# EXERCISE DESCRIPTION
Continue the passage about users' part in user-interface design, starting right after its last sentence.

# PASSAGE SHOWN
┌──
The users don't have the skills, breadth of experience, nor knowledge of interaction design to be effective user-interface designers. That doesn't mean that they can't participate at all. On the contrary, their input and feedback is very important, but needs to be evaluated by a designer who knows how to change the interface to work better, often in ways that the user doesn't even know that exist or is possible. You can read some of the methods I use to elicit useful info from users here. If you ask the users if they felt I listened to them and used their feedback, they'd say yes. But they didn't directly design the UI: I did, based on the info I gathered from them and from my experience building a lot of systems.

I built several successful retail point-of-sale systems starting in the mid 80's, in the dBase, xBase, foxBASE, clipper era. Those systems lasted for more than a decade, as long as the businesses themselves lasted, until they got sold and merged into other entities. I also built touch-screen apps for emergency call-center dispatch systems in the early 90's. I worked for several software development consulting firms where I developed solutions for many clients.
└──
(Source records)
┌──
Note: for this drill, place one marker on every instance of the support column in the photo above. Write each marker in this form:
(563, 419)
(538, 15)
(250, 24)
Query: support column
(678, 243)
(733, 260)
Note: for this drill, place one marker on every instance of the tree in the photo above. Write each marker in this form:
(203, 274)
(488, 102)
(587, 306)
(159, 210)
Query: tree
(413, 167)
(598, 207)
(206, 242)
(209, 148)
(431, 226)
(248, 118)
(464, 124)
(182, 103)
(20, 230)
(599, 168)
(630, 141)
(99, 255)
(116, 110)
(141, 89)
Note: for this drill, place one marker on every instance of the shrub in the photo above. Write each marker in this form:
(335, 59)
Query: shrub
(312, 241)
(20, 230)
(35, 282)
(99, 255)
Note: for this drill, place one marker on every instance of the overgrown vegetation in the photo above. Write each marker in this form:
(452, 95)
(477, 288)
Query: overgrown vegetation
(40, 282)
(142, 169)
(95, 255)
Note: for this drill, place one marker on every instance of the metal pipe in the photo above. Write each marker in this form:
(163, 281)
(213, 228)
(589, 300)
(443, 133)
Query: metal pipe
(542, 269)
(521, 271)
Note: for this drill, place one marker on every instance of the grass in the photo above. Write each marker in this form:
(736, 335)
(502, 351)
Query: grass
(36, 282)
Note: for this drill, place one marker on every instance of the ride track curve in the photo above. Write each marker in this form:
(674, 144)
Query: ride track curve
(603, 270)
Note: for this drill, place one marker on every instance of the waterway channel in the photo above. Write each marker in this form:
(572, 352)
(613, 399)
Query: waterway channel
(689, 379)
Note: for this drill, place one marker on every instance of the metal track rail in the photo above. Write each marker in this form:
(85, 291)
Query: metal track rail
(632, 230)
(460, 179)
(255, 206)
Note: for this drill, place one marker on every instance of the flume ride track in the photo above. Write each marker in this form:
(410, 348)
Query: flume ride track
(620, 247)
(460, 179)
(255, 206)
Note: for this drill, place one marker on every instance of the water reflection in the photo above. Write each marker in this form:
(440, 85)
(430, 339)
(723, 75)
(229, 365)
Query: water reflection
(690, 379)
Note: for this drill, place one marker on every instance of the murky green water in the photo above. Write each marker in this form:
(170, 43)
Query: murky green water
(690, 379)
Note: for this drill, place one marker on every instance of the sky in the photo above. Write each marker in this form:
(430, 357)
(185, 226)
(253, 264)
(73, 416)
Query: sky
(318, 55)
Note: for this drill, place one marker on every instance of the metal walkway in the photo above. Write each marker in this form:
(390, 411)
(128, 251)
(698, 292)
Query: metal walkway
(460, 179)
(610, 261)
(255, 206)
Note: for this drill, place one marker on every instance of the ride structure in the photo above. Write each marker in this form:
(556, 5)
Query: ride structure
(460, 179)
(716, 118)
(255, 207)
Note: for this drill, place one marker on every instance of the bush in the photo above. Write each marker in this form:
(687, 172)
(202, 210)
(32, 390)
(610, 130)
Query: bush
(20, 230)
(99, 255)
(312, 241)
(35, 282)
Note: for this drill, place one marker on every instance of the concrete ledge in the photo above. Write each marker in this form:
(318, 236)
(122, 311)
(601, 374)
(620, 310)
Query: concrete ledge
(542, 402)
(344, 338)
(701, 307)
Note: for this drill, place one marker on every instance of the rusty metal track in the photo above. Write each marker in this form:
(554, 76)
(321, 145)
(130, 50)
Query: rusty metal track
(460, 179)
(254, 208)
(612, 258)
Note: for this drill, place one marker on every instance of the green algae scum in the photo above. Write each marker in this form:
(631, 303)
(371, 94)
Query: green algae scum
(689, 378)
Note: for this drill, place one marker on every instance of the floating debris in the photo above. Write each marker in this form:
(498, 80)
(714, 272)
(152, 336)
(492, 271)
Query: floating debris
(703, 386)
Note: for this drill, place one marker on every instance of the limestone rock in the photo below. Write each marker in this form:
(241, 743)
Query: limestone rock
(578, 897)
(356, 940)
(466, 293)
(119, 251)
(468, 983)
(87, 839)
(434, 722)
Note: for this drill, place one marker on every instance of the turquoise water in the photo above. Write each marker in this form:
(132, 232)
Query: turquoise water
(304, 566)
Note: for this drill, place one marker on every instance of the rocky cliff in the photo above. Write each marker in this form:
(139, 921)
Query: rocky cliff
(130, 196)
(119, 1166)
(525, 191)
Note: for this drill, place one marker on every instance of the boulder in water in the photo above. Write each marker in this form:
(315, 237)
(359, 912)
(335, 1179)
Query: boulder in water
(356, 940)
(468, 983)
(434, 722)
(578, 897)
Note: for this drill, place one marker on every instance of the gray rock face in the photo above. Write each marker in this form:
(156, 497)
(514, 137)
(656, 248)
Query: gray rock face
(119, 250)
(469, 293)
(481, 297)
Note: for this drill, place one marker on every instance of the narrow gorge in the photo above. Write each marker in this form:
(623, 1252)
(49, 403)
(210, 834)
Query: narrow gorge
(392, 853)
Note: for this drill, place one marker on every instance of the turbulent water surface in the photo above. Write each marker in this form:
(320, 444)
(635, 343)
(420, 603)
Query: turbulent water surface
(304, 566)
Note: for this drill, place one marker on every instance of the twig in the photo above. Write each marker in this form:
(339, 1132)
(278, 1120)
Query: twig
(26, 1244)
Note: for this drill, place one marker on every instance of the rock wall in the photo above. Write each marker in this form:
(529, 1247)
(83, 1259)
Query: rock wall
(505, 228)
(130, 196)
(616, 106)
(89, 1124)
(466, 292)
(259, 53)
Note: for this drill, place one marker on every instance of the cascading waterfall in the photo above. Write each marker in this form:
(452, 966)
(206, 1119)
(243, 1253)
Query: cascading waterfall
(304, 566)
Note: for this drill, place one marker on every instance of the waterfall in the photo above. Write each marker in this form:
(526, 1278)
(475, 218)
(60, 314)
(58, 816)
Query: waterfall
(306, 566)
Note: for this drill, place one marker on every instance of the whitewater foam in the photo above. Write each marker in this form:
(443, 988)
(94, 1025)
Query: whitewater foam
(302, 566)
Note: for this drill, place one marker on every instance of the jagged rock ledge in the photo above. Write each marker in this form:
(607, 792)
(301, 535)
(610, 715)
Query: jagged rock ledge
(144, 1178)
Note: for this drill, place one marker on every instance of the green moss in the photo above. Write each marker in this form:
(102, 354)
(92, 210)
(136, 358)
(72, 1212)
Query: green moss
└──
# RESULT OF THIS EXERCISE
43P04T343 karma

You are correct. Generally they don't. But! If you give them a good enough tool, and I try to, then they can do a fair job of it. The only PoS interfaces which even ViewTouch users have which I consider to be close to perfect are those which they allow me to help them with. This final step is critical, and it makes all the difference in the world whether or not somebody who understands it very well is involved. It pains me to see a client pretend that they are going to build an interface without ever having done it before and without the training and assistance which I am used to providing to my clients.

I would be a lot happier if this were a top level discussion.

irgeorge73 karma

[deleted]

43P04T3443 karma

Yes, this is the way it often works. Thanks for pointing this out. And I would point out to anyone who doesn't see your graphical illustration to click 'Show Images' at the very top of the page.

incer23 karma

I work in a small business making machines for the food industry. I am the sole software "developer" in the company. I use quotation marks because I'm 100% self-taught.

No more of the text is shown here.